WORK INSTRUCTIONS:
Arrange the items, starting at the first one and ending at the line containing "[253,292,500,351]", as a two-column CSV headed item and answer. Give one row per item, with each field in quotation marks and any line breaks turned into spaces.

* BEGIN *

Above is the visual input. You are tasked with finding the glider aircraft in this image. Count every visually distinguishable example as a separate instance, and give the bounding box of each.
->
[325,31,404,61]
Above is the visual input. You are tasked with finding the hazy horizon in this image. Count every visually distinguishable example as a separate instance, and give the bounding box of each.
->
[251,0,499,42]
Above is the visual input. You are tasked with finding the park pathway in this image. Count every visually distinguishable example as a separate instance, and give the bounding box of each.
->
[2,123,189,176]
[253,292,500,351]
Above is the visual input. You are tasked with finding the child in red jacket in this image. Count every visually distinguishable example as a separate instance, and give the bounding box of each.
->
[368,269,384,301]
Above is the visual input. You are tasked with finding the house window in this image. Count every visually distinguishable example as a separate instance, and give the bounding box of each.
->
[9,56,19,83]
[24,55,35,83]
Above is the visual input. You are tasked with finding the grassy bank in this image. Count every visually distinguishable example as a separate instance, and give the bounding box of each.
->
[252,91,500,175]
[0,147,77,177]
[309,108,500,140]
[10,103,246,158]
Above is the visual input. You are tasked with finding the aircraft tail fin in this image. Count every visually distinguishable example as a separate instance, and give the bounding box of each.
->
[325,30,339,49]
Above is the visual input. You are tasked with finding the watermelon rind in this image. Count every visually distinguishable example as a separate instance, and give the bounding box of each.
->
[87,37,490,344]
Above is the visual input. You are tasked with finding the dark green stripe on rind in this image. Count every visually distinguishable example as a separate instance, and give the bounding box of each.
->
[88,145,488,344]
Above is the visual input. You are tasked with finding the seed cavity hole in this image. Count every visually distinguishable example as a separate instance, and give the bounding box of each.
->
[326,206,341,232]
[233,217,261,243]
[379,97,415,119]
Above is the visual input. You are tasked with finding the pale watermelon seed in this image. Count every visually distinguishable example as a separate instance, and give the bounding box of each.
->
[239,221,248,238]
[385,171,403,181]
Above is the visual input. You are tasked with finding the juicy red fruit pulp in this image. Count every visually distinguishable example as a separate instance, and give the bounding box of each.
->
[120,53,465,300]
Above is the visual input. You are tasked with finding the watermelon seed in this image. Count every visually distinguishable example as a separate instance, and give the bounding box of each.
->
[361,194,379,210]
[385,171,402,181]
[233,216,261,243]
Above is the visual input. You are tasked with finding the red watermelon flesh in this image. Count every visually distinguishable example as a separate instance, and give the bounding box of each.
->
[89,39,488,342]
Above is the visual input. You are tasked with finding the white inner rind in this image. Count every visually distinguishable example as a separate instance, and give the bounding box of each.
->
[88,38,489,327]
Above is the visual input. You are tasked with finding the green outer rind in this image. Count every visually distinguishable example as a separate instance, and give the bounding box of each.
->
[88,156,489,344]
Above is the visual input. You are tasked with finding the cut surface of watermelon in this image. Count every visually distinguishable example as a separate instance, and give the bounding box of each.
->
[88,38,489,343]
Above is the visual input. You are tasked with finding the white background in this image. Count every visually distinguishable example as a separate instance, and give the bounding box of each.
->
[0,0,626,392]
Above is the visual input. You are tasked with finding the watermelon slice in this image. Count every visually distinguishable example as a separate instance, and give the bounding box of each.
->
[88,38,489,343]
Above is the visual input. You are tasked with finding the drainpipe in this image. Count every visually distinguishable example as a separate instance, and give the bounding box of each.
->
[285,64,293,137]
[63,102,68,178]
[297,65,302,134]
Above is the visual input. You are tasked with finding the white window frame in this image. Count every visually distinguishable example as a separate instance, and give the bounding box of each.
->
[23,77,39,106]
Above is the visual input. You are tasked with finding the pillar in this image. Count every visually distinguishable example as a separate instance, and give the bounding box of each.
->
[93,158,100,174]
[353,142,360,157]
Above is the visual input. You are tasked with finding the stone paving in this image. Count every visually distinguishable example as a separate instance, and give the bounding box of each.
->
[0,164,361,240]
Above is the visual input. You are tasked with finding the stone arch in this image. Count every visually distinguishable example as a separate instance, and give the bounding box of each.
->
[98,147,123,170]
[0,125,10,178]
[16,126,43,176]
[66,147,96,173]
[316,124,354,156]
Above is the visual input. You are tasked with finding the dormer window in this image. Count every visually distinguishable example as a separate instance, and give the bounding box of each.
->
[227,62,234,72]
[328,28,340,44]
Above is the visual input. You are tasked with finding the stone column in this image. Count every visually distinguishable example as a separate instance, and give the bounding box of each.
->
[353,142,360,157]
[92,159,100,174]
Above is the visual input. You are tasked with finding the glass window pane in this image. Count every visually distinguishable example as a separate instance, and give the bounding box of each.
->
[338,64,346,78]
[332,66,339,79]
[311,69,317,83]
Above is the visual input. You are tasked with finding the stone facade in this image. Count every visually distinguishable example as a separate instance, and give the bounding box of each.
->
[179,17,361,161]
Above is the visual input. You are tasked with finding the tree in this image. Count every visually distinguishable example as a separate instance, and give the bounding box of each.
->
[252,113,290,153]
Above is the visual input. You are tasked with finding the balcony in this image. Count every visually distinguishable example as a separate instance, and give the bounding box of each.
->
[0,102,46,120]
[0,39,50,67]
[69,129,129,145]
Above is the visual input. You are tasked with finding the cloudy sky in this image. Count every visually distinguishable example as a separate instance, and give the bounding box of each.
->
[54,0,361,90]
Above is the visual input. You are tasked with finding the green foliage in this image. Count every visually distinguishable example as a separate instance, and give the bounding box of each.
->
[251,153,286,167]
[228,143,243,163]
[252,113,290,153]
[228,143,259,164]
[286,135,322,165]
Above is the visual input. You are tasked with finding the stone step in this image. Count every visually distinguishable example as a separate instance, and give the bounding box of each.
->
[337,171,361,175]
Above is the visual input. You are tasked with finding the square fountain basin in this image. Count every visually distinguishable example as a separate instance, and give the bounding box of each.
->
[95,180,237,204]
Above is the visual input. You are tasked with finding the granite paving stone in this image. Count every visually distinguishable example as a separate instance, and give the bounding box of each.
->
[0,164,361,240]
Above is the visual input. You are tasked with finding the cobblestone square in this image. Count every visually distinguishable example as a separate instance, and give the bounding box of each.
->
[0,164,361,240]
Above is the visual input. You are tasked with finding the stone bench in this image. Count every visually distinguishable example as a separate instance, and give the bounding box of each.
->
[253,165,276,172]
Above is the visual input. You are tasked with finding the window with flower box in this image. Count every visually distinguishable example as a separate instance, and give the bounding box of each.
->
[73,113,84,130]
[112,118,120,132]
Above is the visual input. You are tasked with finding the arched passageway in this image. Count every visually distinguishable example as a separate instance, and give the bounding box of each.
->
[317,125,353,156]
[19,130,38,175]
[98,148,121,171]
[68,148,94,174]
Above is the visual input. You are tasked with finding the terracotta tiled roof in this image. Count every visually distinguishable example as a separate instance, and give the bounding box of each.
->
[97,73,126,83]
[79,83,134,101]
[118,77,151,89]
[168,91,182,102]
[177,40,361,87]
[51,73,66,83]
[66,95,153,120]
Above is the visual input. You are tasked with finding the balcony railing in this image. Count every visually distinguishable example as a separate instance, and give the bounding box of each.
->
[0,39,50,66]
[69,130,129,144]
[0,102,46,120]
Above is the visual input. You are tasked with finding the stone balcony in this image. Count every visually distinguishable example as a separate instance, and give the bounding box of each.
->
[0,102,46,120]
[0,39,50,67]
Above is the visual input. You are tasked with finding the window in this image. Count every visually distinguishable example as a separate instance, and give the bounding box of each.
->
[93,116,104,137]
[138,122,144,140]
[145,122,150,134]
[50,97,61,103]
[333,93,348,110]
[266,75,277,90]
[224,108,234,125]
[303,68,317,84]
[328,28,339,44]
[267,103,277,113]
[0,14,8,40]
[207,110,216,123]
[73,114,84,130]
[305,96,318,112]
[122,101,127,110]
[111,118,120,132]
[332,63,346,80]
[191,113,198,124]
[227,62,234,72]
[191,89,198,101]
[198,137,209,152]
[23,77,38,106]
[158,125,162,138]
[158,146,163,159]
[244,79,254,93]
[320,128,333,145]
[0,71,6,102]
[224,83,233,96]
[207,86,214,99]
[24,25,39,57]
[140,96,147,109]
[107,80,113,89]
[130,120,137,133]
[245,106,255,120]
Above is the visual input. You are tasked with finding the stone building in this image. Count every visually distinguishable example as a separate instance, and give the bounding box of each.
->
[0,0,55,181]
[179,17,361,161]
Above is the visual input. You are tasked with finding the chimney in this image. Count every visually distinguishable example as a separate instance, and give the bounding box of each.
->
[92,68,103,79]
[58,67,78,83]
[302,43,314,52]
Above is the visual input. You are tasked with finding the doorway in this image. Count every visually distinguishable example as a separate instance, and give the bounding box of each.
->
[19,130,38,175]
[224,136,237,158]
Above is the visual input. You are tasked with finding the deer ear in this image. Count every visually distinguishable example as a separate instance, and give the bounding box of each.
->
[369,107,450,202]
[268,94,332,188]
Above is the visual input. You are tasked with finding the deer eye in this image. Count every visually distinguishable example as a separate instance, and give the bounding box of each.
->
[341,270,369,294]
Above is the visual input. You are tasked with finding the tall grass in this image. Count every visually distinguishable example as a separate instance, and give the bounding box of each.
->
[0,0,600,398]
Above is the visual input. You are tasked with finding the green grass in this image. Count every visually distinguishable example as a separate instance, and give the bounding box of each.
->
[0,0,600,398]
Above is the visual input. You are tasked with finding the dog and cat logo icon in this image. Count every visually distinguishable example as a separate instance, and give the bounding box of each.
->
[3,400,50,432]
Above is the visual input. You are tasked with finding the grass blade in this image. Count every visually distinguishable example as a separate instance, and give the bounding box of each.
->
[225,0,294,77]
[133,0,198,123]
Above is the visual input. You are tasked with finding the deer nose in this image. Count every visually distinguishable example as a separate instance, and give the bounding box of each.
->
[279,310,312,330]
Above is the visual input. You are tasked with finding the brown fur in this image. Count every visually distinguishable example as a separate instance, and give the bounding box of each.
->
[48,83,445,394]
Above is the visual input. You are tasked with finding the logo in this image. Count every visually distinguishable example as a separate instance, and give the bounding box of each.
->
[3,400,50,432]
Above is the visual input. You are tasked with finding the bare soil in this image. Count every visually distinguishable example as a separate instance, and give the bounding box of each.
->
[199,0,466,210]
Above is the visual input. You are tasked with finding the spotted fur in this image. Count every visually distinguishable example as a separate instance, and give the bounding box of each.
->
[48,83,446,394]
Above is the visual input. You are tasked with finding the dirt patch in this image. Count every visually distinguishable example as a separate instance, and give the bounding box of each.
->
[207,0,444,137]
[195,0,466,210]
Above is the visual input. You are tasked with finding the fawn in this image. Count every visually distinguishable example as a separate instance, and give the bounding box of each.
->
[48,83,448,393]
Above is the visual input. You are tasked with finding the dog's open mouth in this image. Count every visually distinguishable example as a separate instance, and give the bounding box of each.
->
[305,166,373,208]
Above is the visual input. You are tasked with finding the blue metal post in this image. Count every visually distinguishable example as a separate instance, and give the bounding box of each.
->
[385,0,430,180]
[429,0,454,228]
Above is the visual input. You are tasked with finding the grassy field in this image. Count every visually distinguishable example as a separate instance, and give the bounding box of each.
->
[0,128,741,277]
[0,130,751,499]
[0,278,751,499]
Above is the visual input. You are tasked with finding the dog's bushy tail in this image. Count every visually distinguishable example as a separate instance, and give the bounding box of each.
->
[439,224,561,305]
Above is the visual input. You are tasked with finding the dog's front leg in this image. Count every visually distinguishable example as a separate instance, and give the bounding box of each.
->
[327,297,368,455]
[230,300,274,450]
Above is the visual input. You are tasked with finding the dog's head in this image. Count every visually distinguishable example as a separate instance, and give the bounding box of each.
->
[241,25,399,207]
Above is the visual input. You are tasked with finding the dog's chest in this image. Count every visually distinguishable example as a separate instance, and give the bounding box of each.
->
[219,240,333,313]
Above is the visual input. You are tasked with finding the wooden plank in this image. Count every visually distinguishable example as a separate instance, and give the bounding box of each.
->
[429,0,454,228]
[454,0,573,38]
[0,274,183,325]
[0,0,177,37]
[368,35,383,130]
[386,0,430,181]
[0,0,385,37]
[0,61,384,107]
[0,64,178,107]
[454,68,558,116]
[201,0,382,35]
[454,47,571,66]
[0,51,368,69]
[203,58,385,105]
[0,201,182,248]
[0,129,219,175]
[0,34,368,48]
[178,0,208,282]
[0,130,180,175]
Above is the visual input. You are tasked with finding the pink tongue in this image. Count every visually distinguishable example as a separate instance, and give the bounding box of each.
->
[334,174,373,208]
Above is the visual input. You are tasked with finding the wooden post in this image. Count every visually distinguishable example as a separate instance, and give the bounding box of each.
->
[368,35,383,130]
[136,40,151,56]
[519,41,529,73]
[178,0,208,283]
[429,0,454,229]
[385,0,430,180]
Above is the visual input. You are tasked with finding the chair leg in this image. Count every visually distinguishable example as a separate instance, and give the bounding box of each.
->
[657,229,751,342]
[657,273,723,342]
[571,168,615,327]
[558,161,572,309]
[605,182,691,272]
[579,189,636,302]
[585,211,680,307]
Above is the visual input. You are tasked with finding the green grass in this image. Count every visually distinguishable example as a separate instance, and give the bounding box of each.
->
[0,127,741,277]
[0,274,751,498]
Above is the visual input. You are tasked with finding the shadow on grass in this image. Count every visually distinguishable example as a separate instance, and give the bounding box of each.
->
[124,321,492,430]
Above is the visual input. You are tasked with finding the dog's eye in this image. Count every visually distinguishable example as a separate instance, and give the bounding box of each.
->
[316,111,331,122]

* END *

THE SOLUTION:
item,answer
"Above is the visual input. You are tasked with finding the glider aircraft in this image. Count every visually distinguishable example as a separate instance, and give the bounding box of each. ->","[325,31,404,61]"
"Above is the visual input. You are tasked with finding the hazy horizon in this image. Count every visually distinguishable example as a separate instance, and give the bounding box of each. ->","[251,0,499,42]"
"Above is the visual input. You are tasked with finding the park pathway in this image. Count every visually distinguishable example as a separate instance, and give the bounding box of each. ->","[2,123,189,176] [253,292,500,351]"